## EXERCISE DETAILS
Find every line in the data below that contains the string "fixture", and copy each of those lines. Case counts.

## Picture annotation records
● ● ● ● ●

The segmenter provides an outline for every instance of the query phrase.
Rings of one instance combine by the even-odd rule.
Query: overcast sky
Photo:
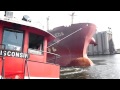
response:
[[[70,25],[70,14],[75,12],[73,22],[90,22],[96,24],[98,31],[108,30],[112,28],[115,47],[120,48],[120,11],[13,11],[14,17],[22,19],[23,15],[28,15],[32,22],[36,22],[44,30],[47,29],[47,20],[49,18],[49,29],[57,26]],[[0,11],[0,17],[4,15],[4,11]]]

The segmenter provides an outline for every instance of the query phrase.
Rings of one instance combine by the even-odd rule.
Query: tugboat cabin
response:
[[[24,18],[0,18],[0,78],[59,78],[59,65],[46,61],[47,44],[54,38]]]

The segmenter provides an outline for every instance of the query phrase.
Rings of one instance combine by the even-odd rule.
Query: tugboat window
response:
[[[43,41],[44,37],[41,35],[29,34],[29,49],[28,52],[32,54],[43,54]]]
[[[23,31],[5,28],[2,44],[7,50],[22,51]]]

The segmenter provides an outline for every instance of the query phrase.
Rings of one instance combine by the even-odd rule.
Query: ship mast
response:
[[[70,16],[71,16],[71,24],[73,24],[74,16],[76,16],[76,15],[75,15],[75,12],[73,12]]]
[[[50,16],[48,16],[46,19],[47,19],[47,30],[49,30],[49,17]]]

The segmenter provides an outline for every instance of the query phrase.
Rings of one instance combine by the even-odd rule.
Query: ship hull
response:
[[[52,55],[48,55],[48,62],[54,61],[60,66],[93,65],[87,56],[87,48],[90,43],[93,43],[91,40],[95,31],[96,26],[90,23],[74,24],[70,27],[61,27],[50,31],[53,35],[60,37],[58,36],[54,42],[49,43],[48,50],[61,57],[55,61]]]

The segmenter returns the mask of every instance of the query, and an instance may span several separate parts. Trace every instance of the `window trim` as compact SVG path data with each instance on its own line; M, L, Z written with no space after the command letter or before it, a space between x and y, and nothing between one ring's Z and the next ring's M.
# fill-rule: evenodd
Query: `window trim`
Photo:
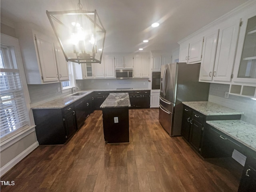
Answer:
M30 130L33 128L34 129L34 127L36 126L34 120L32 110L30 108L30 98L28 85L26 84L25 71L24 71L21 54L20 50L18 40L16 38L1 33L1 44L7 46L12 46L14 48L16 59L17 62L17 67L19 71L20 77L23 90L26 108L27 113L28 113L28 126L21 127L17 129L17 131L11 133L1 139L0 147L1 147L1 150L2 150L2 148L5 148L5 147L3 146L3 145L5 146L8 142L11 142L13 140L17 139L17 137L22 135L24 135L24 133L28 132ZM22 138L24 137L25 136L19 138L19 139L22 139Z
M68 93L70 91L73 87L76 86L76 80L74 78L74 66L73 62L68 61L68 74L69 75L69 80L70 81L71 85L70 86L63 88L62 82L60 82L60 86L61 87L61 92L62 93Z

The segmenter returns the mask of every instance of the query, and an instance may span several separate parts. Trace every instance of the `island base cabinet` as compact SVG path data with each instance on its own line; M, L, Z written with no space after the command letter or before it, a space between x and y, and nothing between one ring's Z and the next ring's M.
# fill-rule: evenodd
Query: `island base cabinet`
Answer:
M106 143L129 142L128 109L102 109L104 139ZM118 120L115 121L116 118Z

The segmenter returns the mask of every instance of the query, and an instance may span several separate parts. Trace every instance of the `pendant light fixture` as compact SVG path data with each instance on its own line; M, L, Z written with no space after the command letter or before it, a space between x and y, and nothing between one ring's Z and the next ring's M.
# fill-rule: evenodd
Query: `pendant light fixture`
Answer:
M101 63L106 30L96 10L49 12L46 14L67 61Z

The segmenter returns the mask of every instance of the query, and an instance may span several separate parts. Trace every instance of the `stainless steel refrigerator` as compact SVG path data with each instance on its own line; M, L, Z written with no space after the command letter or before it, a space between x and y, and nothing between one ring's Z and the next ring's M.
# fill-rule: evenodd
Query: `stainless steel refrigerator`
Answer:
M175 63L162 66L159 120L170 136L181 135L182 101L208 100L210 83L198 82L200 65Z

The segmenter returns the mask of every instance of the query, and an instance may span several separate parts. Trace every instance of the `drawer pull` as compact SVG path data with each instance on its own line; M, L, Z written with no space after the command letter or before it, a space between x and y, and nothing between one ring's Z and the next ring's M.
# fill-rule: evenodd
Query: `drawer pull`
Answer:
M222 135L220 135L220 137L222 139L224 139L224 140L227 140L227 138L225 138L224 137L223 137Z

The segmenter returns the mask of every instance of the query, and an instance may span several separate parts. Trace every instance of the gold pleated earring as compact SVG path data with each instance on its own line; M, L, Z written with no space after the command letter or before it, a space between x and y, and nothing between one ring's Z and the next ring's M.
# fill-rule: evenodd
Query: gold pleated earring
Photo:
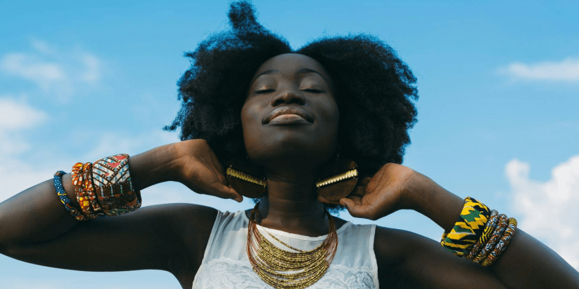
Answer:
M340 158L339 147L338 151L336 161L322 169L316 182L318 195L336 204L352 193L358 180L358 164Z
M244 197L255 199L267 193L267 180L263 169L249 157L230 160L225 175L231 186Z

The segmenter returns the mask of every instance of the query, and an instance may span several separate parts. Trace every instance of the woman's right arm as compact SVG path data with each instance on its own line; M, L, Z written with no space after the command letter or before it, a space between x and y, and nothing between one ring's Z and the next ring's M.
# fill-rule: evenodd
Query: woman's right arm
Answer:
M241 200L226 186L223 168L203 140L130 157L129 168L136 190L177 181L197 193ZM77 206L70 175L63 177L63 185ZM0 204L0 253L72 270L159 269L176 275L203 257L216 215L215 209L202 206L165 204L79 222L61 203L50 180Z

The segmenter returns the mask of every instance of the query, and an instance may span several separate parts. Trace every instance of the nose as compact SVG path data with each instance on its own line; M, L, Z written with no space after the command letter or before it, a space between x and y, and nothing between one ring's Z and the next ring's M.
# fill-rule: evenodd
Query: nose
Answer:
M272 98L272 107L276 107L283 103L286 105L296 103L303 105L305 104L305 98L298 91L294 89L285 89Z

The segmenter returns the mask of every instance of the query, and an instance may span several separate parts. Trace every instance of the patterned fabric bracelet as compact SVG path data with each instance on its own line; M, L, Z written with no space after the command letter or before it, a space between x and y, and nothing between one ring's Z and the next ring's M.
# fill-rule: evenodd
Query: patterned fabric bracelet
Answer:
M87 162L83 167L83 180L84 181L85 191L88 195L88 200L92 208L94 214L94 217L92 217L104 215L105 213L101 208L99 200L94 193L94 188L92 186L92 163Z
M77 194L77 201L79 202L81 211L82 211L85 216L90 219L92 219L96 215L91 211L88 194L85 190L83 178L84 171L83 170L83 167L82 162L77 162L72 166L72 169L70 172L70 176L72 178L72 188Z
M77 208L70 202L70 199L66 195L66 192L64 191L64 186L62 185L62 176L65 174L64 171L59 171L54 173L54 189L57 190L57 194L60 199L61 202L64 205L64 207L70 213L74 219L79 221L86 221L88 218L86 217L82 213L77 210Z
M136 192L129 171L129 156L101 158L92 164L92 181L101 208L110 216L132 212L141 207L141 193Z
M465 256L467 259L473 259L474 257L480 252L480 249L485 244L487 243L487 241L488 241L489 238L491 237L491 234L492 234L493 231L495 230L498 220L498 212L496 210L491 210L491 217L489 219L489 222L487 222L487 226L485 227L485 231L482 232L482 235L481 235L480 237L478 238L478 241L476 242L476 244L474 244L472 249L471 249L469 253Z
M502 237L498 241L498 243L496 244L494 250L489 254L487 259L482 262L482 266L487 266L492 265L498 259L498 257L505 252L505 249L507 248L507 246L509 245L509 242L513 238L513 235L515 234L516 229L517 220L514 217L509 218L509 226L505 230Z
M490 216L484 204L467 197L460 215L450 232L445 232L440 244L457 256L463 256L482 234Z
M480 252L478 255L476 255L476 257L472 260L476 264L480 264L485 259L487 258L487 255L494 249L496 243L502 237L502 233L505 232L505 229L507 228L507 215L505 214L501 214L499 217L498 224L496 226L496 228L495 228L494 232L493 232L493 235L489 238L489 240L487 241L487 243L485 244L485 246L482 247L482 249L480 250Z

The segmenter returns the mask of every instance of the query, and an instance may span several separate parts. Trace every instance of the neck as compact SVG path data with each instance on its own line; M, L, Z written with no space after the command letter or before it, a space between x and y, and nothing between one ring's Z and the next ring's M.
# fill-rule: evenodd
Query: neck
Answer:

● ● ● ● ●

## RESULT
The segmenter returns the mask of every instance of the query, and an instance may span several separate parts. Trace every instance of the `pendant light fixture` as compact SVG path data with each instance on its own line; M, L, Z written with no space after the command letter or before it, a space between x and y, and nothing between one ring's Z and the next ring's M.
Query: `pendant light fixture`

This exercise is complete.